__Task inputs__:
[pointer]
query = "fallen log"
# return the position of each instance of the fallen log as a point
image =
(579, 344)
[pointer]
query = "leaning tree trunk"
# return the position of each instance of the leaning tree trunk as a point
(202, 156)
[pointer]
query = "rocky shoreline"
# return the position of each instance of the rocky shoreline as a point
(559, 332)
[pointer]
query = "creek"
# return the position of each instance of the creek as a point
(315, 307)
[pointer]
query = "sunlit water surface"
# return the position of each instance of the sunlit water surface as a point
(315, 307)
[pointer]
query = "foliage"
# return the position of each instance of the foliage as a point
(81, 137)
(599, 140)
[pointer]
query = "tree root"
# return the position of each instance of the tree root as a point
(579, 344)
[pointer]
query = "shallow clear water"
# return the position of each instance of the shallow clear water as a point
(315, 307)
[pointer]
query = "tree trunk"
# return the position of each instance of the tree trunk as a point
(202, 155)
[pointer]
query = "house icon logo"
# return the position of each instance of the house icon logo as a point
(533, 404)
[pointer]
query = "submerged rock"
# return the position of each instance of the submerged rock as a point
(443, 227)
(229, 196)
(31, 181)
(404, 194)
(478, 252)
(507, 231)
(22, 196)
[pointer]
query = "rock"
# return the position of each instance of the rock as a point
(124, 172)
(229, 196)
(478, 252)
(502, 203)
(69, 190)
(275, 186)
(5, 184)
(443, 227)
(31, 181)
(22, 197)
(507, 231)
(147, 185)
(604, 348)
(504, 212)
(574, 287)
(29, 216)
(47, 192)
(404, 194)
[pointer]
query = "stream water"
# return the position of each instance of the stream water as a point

__Task goal__: How many lines in the items above contain the string "submerged"? Case counts, and the reply should be the number alone.

__The solution__: 2